Records to use ->

▼▼▼

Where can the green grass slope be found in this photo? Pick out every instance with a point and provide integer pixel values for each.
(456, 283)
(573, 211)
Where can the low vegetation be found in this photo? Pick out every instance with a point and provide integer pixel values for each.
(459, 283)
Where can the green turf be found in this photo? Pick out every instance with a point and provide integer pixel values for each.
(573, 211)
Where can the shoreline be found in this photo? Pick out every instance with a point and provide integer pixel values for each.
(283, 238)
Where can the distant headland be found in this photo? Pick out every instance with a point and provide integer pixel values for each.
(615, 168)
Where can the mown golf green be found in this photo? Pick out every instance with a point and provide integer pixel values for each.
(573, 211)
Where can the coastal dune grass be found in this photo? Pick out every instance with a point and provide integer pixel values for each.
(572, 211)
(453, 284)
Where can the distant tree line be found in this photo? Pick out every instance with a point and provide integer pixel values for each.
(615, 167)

▲▲▲
▼▼▼

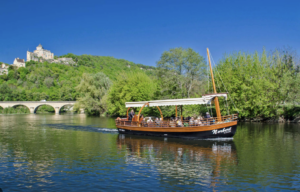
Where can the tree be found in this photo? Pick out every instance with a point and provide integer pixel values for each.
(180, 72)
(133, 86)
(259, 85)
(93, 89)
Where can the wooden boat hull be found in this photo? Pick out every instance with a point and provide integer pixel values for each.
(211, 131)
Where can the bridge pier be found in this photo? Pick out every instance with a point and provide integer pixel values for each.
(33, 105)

▲▲▲

Goal -> Collect each line in the records above that contains the word "values", copying every one in full.

Response to the exercise ->
Where can the green grass slope be found in this photo? Pick out every instance with a point and provide integer pixel values for each.
Where can the low vegetation be found in this photo? Pick out every instance with a point and provide integer pixel values for each.
Where can the green turf be found in this photo? Pick out every instance with a point and provide integer pixel values for each.
Where can the shoreline be found in this photo? Pick out every instance with a point and provide integer pixel values for each.
Where can the distant headland be found in this photo? Pick out every instance with a point and provide integer pixel values for each.
Where can the mown golf green be found in this photo? Pick out every instance with a point and provide integer pixel values for each.
Where can the coastal dune grass be found in this photo? Pick out every instance with a point and provide integer pixel values for each.
Where can the distant tree line be found in this photo? Pick out every instance with a point and provide integer pixel values for each.
Where can the tree be found in this photo? Pick out every instance with a point and provide integer pixel values for each.
Where can the wooden boat hull be found in this photo? Pick out every instance with a point and provide integer pixel values for each.
Where can the bridge pier be found in this photo? Pick out every instance with a point and provide integer pixel values for each.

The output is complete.